What needs to be done → The records below need to be copied in full. Match them exactly.

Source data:
************

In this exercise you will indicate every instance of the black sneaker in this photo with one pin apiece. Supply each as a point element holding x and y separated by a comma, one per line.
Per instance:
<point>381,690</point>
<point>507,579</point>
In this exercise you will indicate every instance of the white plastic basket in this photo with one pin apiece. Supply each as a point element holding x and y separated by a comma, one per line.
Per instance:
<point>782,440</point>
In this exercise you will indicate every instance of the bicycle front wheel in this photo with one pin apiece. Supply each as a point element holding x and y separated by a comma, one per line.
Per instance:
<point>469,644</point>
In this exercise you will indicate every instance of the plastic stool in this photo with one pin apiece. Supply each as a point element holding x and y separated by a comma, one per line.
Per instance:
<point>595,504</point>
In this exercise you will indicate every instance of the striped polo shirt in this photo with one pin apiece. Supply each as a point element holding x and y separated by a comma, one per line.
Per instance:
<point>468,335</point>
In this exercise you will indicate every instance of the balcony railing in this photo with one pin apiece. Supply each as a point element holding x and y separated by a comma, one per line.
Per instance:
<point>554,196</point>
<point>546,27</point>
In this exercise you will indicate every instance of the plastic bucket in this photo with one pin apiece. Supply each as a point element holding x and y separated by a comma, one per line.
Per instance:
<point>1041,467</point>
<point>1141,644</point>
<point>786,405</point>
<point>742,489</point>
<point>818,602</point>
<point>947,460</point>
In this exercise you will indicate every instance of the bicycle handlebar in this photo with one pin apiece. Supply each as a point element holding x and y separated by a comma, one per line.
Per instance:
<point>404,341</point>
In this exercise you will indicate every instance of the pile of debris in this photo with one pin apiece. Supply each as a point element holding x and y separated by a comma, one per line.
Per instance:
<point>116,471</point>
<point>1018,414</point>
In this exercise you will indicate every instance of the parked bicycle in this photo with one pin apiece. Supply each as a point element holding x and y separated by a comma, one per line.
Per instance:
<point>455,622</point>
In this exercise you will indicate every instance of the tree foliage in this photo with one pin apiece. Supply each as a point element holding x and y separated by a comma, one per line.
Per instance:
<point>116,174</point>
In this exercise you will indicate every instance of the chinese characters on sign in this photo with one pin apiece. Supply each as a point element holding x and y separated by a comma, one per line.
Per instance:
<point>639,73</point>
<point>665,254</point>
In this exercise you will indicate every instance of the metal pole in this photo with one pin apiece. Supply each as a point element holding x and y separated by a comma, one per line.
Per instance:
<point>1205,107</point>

************

Exercise solution →
In this exercise you will indicate every instance of the black sneaker in this photo with one pin apiece. Supply each as a point element holding x and y separated by a comma, one per line.
Per instance:
<point>381,690</point>
<point>507,579</point>
In this exercise you will indicate every instance of the white plastic basket in this photo with one pin apiece. Supply each as a point element holding x and y separated by a comma, one per line.
Per instance:
<point>782,440</point>
In this exercise you will indicate every instance of the bicycle front wheel in this photo with one pin apiece. Supply each as a point element holding x and y separated by a comma, one per line.
Per instance:
<point>469,644</point>
In this exercise you will indicate every instance of the plastic stool in this photo with one pin apiece. Supply each as a point element holding x and y separated by a comma, one per line.
Per instance:
<point>595,504</point>
In this exercise you will indicate every instance of the striped polo shirt in this photo with one pin apiece. Supply each as a point element holding x and y separated by a comma, one per line.
Per instance:
<point>468,335</point>
In this exercise you will indicate every instance of the balcony railing in this photo with one pin apiece. Supply each as a point element holding x and y separated by a comma, one per line.
Per instance:
<point>554,196</point>
<point>546,27</point>
In this exercise you will indicate every instance of the plastic bucket in this photo with one pin apiece. Supply each as a point element holding x and y separated by a comma, one per line.
Per instance:
<point>1041,467</point>
<point>1141,644</point>
<point>786,405</point>
<point>742,489</point>
<point>818,602</point>
<point>947,460</point>
In this exercise you will indicate every instance of the bicycle handlebar in this photo with one pin apiece. Supply each as a point element holding x and y separated by a comma, one per line.
Per instance:
<point>404,341</point>
In this exercise you will indicate every instance of the pile of debris in this photo with one pin apiece. Supply each as a point element holding x and y separated by a comma, one per line.
Per instance:
<point>116,471</point>
<point>1018,414</point>
In this exercise you will indicate every instance of the parked bicycle in this photo with one pin apiece. Supply each as a point element holding x and y separated by a comma, one per line.
Per instance:
<point>455,622</point>
In this exercise you will indicate every instance of the tree foliage in this photo with one pin apiece. Supply each as a point element holding x and y separated by a comma, one per line.
Per instance:
<point>116,174</point>
In this exercise you will indicate every instance of the chinese characters on sign in this photo with one pin apiece. Supply each as a point element holding x and y separated by a comma, one per line.
Per instance:
<point>639,73</point>
<point>665,254</point>
In this exercise you will indicate every instance of the metal pole in this photo with one pin apiece. Supply each as a point element holding x and y separated by a comma, one per line.
Per instance:
<point>1205,107</point>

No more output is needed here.